▶ **Check your understanding**
a. Say whether each statement below agrees with the passage on the Units' releases. Answer yes or no for each, and quote the words from the passage that decide it.
(i) The Units' appearance in the 2013 film featured two songs performed live.
(ii) FDH records, which re-released the band's 1979 debut EP, is based in London.
(iii) The 2022 re-release of Digital Stimulation came in three vinyl colors.
b. Pick up the passage on the Units' releases after its final sentence and continue it.

▶ **Extract to read**
In 2012, The Opilec Music label from Italy released an EP. with three songs written by The Units and remixed by Todd Terje from Norway and I-Robots from Italy. The same year, The Opilec Music label from Italy released two songs by The Units on the We Are Opilec compilation. Also the Tsugi Sampler label from France released the Ivan Smagghe – A Walk In The Woods With Ivan Smagghe that included a remix of "High Pressure Days" by Todd Terje.

In 2013, Units were included (two songs performed live) in a film The Seven Deadly Synths, along with six other synthesizer bands including Suicide, Sun Ra, and Our Daughter's Wedding.

In 2015, Futurismo Records from London, re-released Units' original album from 1980, "Digital Stimulation" on vinyl and CD, including a live set at Mabuhay Gardens.

In 2016, Futurismo released Animals They Dream About, the band's previously unreleased second album originally recorded in 1982, including a live set from the Kabuki theater in San Francisco in which Units opened for Bow Wow Wow.

In 2016, FDH records from Philadelphia, PA re-released Units' original debut EP from 1979, the hand stamped 7" four song e.p. entitled "UNITS", including a download of a 1979 live set at the Deaf Club.

In 2019, founding band member Scott Ryser self-released a 12-track album of new and re-worked original material entitled Flying Away, which included a new version of "Cannibals", a song from the band's 1980 debut LP, as well as new recordings of songs the band performed live in the 1980s, but had never made studio recordings of.

In 2020, on the occasion of the 40th Anniversary of the release of the Digital Stimulation album, Scott Ryser worked with California-based recording artist Kit Watson to remix all of the album tracks from the original multi-track recordings. It included previously unreleased instrumental mixes of those songs which originally had vocals, live recordings of two songs performed at Mabuhay Gardens in San Francisco in 1980, and a new extended remix of the title track by Kit Watson.

In 2022, Futurismo once again re-released Digital Stimulation in a newly-designed package which included all of the remastered original album tracks along with a 12-page art booklet containing rare imagery and new liner notes, and a CD of the 2020 remix. It was made available in two vinyl colors as well as a limited edition audio cassette.

▶ **Supplied entries**
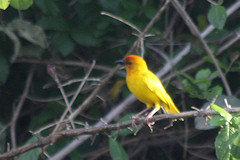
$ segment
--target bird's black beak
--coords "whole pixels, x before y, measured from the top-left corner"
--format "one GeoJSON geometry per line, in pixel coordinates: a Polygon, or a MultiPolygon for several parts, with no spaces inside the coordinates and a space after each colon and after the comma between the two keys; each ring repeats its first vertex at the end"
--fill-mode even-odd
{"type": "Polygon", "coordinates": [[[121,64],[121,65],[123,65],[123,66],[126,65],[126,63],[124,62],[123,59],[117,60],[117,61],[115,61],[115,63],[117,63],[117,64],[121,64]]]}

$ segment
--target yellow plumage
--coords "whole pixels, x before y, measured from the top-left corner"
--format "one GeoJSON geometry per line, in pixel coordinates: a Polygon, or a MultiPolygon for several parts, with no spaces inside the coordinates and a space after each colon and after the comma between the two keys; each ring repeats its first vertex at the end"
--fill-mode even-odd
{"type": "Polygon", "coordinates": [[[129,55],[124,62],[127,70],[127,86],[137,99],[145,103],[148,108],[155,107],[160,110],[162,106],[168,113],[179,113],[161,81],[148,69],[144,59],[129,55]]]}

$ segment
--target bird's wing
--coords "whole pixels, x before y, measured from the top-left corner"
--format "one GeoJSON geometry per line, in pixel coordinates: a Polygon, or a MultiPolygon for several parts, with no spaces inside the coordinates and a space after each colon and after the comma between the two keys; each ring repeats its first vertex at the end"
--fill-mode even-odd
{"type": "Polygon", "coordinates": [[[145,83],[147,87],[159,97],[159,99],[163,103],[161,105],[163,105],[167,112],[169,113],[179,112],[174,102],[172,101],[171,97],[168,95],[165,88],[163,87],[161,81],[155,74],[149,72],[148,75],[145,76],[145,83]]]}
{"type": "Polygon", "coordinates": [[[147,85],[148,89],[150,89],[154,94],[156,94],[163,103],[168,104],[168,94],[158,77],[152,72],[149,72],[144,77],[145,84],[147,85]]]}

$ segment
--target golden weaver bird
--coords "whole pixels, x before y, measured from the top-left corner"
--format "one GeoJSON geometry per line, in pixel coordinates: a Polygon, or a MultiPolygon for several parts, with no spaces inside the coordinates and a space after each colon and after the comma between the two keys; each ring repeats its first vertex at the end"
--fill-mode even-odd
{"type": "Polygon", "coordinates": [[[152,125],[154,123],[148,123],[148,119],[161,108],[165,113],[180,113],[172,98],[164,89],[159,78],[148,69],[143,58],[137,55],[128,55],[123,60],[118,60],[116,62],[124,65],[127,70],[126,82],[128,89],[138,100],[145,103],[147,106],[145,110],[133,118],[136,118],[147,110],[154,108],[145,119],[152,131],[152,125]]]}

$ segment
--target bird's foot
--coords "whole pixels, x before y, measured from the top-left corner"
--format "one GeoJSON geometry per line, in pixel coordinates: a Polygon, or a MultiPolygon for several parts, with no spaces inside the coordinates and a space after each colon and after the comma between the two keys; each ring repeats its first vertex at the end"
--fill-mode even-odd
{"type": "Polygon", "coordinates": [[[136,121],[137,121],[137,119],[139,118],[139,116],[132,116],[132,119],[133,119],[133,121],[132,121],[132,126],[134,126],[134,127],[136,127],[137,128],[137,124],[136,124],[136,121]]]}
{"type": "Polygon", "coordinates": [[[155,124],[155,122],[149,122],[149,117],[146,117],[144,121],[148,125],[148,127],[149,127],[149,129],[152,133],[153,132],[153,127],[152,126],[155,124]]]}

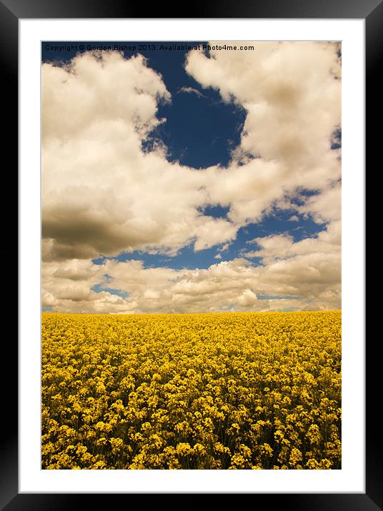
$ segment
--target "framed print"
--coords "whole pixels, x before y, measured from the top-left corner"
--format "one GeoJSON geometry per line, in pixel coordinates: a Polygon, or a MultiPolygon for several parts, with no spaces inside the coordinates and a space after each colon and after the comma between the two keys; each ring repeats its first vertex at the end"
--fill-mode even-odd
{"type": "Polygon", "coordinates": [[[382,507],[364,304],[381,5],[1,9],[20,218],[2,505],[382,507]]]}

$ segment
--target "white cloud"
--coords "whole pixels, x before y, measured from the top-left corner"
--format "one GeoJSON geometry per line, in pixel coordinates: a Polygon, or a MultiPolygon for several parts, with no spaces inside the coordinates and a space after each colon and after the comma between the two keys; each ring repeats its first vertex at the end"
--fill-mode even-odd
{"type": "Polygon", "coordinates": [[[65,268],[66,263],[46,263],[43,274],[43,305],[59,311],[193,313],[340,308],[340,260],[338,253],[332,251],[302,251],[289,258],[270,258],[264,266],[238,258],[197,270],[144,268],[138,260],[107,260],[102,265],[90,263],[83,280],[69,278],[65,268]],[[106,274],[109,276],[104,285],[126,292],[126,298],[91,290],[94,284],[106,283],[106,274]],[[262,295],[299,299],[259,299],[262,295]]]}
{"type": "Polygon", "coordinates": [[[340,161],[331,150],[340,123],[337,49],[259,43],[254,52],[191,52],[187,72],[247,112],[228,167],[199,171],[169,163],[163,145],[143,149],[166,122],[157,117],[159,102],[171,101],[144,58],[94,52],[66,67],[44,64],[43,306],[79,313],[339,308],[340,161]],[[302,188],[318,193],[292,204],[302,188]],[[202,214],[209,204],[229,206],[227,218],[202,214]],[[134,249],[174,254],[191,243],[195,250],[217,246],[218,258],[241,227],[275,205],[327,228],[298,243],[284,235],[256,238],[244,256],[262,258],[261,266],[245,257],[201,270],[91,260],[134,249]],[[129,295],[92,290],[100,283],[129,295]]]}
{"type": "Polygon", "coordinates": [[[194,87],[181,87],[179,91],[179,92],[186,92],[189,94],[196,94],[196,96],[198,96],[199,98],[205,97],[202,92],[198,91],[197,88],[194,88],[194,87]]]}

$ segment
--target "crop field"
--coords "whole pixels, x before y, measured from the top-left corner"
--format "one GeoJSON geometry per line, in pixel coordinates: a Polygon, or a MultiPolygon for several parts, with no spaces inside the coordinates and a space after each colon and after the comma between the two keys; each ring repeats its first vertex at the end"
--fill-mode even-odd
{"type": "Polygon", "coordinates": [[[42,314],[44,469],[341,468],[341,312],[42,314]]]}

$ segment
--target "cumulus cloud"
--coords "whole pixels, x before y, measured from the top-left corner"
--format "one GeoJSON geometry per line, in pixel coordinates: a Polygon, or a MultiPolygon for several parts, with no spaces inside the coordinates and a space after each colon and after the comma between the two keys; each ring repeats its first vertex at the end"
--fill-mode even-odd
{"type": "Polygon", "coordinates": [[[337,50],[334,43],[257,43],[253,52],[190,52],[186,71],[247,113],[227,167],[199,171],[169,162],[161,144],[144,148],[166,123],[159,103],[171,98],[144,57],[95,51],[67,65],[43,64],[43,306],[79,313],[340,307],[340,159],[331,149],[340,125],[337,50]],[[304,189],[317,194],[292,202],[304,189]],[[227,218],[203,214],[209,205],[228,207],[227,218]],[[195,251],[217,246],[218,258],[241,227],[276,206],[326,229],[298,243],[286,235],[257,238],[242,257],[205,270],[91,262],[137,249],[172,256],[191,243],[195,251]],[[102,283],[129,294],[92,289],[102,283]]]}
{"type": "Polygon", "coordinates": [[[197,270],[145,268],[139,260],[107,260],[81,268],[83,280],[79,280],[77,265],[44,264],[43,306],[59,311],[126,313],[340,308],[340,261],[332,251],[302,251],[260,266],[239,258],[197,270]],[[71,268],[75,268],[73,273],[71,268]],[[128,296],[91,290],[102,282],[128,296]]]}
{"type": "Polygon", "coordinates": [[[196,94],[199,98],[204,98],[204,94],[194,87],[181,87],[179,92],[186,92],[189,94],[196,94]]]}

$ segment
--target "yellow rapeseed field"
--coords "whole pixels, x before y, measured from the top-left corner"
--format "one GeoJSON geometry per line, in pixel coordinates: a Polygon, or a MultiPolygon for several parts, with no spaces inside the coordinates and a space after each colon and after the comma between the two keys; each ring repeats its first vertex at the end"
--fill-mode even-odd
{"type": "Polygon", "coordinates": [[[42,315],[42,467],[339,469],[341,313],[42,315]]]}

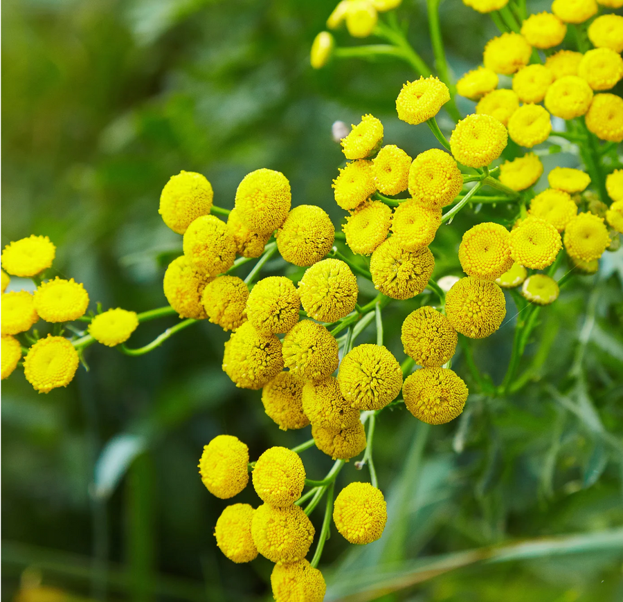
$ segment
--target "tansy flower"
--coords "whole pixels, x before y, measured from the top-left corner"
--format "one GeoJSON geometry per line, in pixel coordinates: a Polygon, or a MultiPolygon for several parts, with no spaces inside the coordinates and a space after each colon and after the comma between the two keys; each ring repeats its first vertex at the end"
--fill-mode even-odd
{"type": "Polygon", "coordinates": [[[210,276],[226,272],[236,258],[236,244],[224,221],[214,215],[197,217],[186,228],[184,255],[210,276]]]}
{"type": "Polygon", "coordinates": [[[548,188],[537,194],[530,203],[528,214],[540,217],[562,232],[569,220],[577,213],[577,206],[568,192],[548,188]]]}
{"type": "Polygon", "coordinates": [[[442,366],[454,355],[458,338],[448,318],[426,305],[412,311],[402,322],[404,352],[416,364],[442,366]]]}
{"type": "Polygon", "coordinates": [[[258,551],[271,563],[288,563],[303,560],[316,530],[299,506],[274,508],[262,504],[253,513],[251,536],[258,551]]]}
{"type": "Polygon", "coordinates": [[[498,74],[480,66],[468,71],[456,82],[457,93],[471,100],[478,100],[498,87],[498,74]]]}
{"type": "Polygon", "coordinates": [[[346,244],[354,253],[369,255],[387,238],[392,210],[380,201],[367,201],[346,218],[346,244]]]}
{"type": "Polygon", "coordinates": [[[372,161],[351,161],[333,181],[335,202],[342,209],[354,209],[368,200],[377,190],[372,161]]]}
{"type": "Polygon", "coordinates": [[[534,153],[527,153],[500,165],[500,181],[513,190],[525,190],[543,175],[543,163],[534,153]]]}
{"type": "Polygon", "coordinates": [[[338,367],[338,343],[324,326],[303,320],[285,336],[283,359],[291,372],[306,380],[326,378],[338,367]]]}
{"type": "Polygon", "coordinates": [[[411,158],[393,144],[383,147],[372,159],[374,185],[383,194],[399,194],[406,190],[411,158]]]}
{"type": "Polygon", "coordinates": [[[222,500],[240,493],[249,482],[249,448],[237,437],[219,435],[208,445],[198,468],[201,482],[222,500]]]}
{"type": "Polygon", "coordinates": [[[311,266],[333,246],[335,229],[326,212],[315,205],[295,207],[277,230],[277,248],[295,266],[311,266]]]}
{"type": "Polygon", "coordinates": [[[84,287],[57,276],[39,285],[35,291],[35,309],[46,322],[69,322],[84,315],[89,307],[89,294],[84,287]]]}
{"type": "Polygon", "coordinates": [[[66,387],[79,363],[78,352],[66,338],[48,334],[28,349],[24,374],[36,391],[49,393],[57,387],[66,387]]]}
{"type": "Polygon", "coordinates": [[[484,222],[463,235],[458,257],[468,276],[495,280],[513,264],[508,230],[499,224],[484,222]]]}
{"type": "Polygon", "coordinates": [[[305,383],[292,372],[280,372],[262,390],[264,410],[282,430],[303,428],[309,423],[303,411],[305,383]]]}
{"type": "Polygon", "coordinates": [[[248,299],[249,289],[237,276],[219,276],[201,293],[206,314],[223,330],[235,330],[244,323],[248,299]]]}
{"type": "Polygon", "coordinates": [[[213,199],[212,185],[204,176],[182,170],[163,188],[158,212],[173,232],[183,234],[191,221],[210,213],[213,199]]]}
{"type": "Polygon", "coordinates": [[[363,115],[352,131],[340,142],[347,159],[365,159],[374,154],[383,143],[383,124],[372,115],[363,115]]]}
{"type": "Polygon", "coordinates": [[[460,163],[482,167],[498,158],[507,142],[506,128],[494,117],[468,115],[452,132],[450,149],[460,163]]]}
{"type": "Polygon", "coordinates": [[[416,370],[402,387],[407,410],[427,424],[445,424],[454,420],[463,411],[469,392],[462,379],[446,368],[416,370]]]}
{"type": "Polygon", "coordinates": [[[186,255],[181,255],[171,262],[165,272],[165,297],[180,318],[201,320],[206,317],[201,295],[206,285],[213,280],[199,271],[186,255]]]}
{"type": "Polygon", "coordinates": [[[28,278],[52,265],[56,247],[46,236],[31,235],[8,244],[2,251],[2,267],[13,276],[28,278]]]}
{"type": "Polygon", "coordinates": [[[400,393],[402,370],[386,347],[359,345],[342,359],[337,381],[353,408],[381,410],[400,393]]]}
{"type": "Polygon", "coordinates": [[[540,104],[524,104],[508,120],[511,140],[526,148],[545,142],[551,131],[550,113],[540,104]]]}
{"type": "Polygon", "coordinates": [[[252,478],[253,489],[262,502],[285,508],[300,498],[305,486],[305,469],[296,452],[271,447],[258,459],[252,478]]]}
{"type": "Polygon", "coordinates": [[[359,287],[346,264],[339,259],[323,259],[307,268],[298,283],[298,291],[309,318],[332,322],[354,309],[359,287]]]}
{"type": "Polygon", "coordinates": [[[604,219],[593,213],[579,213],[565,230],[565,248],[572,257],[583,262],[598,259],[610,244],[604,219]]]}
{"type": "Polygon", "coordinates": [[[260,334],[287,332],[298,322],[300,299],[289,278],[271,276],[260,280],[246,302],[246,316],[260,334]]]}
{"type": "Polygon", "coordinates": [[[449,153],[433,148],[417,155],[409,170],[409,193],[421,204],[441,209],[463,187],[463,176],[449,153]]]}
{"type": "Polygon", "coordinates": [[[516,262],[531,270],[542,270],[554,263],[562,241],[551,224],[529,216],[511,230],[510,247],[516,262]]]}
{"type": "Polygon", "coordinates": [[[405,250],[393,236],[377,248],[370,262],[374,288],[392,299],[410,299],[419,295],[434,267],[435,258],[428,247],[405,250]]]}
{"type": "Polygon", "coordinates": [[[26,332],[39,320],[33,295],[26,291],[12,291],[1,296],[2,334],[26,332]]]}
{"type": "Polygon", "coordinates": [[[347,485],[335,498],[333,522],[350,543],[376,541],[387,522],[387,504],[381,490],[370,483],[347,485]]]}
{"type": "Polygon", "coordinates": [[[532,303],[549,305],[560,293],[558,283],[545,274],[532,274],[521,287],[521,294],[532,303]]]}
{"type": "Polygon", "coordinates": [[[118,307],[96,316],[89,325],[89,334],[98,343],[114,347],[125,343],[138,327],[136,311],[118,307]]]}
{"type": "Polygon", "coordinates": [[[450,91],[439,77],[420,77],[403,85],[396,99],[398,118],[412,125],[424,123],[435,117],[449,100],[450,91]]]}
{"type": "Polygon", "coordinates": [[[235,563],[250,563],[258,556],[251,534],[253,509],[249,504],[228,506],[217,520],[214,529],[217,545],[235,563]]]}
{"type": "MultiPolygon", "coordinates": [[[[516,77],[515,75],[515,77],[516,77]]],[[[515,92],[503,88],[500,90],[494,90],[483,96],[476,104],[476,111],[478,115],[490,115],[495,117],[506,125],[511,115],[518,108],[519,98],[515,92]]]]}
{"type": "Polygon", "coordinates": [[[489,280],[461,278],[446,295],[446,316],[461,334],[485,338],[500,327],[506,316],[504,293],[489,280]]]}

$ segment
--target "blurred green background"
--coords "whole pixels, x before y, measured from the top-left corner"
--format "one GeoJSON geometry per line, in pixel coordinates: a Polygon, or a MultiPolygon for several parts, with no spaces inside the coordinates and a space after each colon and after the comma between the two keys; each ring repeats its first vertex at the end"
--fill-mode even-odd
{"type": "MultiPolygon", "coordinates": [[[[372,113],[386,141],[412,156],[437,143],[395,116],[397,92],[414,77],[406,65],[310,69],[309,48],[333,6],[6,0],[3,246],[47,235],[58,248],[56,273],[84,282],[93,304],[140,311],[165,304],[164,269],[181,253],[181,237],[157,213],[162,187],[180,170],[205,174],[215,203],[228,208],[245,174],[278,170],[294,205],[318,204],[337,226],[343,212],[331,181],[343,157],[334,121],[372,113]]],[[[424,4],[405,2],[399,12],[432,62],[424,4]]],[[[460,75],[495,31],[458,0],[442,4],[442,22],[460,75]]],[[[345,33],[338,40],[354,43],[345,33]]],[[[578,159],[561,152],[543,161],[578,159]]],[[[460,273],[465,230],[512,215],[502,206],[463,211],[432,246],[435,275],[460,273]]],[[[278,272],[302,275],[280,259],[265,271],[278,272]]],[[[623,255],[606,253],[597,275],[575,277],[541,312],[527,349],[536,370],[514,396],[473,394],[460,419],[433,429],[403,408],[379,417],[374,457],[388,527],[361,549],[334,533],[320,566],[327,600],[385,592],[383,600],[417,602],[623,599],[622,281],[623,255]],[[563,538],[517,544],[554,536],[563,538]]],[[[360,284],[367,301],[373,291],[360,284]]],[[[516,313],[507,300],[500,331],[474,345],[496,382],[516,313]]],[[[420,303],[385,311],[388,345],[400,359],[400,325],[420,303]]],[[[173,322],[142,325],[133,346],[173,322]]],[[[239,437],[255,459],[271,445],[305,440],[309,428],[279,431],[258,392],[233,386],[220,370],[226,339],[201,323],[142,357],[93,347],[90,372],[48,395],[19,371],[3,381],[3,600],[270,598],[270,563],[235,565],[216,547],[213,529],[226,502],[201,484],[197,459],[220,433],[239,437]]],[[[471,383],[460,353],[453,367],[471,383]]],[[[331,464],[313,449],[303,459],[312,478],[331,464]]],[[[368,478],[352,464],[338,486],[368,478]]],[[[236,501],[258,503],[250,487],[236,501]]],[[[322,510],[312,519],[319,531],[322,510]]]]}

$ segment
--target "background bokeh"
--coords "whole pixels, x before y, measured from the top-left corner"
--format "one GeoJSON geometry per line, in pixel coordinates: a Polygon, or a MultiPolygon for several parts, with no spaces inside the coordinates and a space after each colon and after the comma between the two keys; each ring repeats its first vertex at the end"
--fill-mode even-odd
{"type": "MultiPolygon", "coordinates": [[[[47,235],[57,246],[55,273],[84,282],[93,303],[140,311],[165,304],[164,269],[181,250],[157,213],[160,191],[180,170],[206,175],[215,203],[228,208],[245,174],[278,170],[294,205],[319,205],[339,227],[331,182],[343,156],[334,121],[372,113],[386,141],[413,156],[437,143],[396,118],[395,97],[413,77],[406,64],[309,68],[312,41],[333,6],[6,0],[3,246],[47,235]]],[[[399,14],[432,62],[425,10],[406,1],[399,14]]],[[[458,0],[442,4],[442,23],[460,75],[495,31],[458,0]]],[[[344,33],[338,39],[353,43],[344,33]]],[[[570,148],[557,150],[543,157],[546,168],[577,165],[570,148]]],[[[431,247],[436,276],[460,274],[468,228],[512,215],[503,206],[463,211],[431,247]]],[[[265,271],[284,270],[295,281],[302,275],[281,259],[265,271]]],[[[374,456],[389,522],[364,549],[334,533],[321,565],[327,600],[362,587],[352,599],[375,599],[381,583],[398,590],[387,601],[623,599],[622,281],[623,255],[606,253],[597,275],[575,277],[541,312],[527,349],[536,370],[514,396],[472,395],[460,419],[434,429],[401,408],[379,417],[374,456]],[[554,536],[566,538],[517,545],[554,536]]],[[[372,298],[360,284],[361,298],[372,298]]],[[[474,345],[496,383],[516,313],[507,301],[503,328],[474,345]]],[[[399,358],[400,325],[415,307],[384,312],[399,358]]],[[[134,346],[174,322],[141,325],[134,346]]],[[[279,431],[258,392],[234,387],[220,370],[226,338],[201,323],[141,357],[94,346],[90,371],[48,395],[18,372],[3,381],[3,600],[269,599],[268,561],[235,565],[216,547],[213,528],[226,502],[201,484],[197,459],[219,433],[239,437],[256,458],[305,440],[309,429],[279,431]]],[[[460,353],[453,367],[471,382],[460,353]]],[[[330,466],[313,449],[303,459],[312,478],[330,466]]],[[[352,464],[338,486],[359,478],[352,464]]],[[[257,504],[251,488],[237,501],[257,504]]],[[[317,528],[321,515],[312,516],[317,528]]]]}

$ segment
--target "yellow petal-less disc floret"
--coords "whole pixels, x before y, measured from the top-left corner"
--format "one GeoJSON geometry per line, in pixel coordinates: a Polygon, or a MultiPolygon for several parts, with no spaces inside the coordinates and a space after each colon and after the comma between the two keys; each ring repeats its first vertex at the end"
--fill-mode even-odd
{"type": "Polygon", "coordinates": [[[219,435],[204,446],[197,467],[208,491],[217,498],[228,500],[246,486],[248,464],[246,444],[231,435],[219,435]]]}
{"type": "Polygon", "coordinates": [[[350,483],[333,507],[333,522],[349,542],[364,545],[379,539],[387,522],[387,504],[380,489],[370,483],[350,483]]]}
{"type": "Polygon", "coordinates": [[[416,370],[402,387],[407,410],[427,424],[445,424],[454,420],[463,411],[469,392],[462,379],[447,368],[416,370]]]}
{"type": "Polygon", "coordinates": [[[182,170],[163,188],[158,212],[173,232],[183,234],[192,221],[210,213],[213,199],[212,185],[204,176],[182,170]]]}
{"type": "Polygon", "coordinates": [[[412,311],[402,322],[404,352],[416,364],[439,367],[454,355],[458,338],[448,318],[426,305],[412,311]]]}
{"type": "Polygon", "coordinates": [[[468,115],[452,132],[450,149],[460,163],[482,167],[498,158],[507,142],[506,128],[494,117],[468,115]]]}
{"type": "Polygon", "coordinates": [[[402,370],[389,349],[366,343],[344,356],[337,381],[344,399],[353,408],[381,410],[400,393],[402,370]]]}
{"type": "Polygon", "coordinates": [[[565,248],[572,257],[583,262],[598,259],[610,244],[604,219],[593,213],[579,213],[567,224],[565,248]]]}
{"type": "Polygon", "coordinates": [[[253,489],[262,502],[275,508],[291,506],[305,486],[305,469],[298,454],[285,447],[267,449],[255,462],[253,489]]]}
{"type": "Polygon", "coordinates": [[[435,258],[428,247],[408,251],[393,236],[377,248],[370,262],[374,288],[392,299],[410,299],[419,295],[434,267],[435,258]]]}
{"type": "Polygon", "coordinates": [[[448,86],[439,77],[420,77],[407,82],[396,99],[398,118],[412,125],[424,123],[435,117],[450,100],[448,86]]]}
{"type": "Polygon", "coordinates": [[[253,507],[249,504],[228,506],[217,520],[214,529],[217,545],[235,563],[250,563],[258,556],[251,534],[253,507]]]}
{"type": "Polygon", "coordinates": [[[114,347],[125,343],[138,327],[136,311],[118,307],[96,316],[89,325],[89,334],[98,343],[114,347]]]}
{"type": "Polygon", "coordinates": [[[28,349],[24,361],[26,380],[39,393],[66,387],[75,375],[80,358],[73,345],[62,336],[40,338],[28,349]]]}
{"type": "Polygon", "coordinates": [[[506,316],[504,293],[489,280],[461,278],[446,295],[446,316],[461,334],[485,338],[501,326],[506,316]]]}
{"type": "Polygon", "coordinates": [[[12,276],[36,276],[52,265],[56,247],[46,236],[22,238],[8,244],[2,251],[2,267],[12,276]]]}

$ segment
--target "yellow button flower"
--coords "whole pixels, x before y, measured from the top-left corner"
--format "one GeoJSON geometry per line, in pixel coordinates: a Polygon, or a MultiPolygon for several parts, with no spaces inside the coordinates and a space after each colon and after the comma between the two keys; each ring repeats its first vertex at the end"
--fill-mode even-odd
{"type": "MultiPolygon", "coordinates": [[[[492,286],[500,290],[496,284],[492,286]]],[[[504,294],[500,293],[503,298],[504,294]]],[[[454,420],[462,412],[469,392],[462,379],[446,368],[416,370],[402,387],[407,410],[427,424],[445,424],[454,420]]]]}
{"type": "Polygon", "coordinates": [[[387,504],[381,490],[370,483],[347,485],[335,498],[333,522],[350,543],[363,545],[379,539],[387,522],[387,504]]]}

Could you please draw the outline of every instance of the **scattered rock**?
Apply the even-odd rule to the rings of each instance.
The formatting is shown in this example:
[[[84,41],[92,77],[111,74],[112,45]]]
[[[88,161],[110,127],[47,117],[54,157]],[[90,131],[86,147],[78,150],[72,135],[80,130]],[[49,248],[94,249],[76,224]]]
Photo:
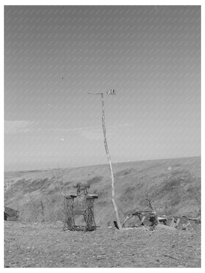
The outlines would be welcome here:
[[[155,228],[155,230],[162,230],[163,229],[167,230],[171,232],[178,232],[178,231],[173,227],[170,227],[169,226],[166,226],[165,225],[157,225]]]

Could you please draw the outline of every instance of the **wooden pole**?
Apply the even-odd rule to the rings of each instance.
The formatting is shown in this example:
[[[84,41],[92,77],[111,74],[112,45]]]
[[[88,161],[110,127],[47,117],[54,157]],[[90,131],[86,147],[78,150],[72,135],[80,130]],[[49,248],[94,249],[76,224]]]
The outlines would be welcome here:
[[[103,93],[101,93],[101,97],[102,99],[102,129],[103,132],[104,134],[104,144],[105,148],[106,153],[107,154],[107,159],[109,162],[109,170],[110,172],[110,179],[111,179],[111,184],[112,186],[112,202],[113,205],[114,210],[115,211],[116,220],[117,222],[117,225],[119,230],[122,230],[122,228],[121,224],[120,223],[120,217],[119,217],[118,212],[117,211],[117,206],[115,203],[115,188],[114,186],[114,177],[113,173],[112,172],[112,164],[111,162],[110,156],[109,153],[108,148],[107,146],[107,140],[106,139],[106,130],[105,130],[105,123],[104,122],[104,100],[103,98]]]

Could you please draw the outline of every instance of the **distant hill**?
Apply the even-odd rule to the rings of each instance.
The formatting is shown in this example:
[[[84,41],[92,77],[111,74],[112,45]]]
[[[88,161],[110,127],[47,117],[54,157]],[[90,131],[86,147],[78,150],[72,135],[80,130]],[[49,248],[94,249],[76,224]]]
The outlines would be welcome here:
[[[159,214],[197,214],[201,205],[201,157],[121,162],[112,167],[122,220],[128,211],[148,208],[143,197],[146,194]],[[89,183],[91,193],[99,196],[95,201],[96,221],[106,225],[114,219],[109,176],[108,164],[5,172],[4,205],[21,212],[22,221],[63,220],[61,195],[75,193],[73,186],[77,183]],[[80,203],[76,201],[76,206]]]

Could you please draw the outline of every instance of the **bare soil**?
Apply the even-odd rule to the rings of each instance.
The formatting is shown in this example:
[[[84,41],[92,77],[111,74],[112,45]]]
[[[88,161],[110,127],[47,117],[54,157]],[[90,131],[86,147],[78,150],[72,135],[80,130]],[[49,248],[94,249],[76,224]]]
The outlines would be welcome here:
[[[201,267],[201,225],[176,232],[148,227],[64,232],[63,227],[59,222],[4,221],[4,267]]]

▶ **Responses in order**
a.
(i) Yes: "Units were included (two songs performed live) in a film The Seven Deadly Synths"
(ii) No: "FDH records from Philadelphia, PA"
(iii) No: "It was made available in two vinyl colors"

b.
==Influence and cultural significance==
Outsider musician Jandek's first album, Ready for the House, though a solo work, was originally credited to a 'The Units'. Jandek was forced to change the name by The Units, who possessed a trademark on the name, after Scott Ryser from The Units wrote Smith a letter with documentation. All reissues of the album and all subsequent releases have been credited to 'Jandek'.

Songs written by Units have been covered or remixed by over 50 international DJs, producers and bands from 13 different countries.

==Members==
Primary members were Scott Ryser and Rachel Webber. Other various members that played live shows and toured with Units included Brad Saunders, Tim Ennis, Ron Lantz, Richard Driskell, Lx Rudis, Seth Miller, Jon Parker, David Allen Jr., Jabari Allen, Marc Henry, James Reynolds, Raymond Froehlich, D.C. Carter and their projectionist, Rick Prelinger.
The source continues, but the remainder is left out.